**RECORDS TO PROCESS**.
---*---
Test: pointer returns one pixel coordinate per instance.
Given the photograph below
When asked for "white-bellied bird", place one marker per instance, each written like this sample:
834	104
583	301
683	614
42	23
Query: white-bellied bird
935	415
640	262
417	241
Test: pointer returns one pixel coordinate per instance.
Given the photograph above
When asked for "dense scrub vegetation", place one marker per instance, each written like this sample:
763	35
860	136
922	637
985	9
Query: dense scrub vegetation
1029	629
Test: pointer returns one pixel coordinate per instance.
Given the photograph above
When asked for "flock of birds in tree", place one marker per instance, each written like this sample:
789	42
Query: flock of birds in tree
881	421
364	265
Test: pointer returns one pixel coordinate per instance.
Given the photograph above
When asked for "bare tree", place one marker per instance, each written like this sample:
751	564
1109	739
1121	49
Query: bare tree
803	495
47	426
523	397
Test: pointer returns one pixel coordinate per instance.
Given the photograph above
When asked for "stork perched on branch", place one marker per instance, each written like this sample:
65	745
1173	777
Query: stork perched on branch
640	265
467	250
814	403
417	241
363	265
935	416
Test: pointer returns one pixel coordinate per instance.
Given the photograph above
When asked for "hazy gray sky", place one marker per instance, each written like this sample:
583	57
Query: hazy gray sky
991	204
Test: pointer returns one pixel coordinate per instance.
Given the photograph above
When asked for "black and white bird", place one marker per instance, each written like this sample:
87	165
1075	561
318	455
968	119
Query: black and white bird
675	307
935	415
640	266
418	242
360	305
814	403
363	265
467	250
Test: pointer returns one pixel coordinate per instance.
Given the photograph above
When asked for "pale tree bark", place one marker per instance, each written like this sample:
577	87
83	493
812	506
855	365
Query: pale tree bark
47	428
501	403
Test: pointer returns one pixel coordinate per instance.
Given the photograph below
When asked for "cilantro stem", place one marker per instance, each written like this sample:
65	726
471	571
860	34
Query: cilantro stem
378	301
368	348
---*---
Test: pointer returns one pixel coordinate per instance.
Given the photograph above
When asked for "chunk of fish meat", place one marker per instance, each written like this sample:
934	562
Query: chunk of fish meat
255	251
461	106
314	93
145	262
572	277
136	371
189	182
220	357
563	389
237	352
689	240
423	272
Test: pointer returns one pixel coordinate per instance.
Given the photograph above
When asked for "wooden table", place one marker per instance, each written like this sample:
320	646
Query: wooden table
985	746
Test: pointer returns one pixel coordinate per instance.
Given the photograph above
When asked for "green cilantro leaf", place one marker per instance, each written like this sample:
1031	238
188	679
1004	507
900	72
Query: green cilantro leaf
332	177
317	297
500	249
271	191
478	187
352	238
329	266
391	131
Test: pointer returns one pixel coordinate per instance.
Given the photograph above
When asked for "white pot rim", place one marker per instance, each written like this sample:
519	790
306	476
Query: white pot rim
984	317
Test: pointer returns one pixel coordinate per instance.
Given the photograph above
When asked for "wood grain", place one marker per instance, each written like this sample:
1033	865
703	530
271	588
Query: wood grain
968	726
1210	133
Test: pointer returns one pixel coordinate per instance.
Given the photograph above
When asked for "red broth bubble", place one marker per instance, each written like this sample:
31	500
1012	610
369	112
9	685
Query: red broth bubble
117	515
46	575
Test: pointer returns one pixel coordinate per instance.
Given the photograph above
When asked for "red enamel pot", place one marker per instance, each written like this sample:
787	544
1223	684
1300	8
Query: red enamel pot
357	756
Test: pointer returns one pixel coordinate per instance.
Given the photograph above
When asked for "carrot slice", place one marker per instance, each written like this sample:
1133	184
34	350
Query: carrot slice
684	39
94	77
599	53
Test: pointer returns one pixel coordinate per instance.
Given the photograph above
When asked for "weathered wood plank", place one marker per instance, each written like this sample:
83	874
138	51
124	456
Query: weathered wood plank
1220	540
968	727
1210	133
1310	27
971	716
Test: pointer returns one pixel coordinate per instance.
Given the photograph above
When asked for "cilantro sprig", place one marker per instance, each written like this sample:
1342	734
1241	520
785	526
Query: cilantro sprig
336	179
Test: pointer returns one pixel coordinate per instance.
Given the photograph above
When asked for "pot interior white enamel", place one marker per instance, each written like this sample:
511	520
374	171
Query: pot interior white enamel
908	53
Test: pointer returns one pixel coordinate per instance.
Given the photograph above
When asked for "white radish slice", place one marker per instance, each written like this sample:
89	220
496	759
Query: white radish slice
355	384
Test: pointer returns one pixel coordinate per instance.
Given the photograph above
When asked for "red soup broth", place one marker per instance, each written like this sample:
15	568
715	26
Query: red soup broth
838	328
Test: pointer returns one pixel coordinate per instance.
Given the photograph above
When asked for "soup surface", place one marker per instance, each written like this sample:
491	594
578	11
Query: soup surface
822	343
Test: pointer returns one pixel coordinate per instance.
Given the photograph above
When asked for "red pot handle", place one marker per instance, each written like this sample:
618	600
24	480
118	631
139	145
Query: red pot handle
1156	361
---*---
**YOUR INSTRUCTIONS**. Pick out every line above that contains the word "interior", and copy each one.

**RESULT OF THIS TASK**.
When asked for "pot interior white enamel", place one marker per instance, each written like this sample:
Query: pot interior white enamel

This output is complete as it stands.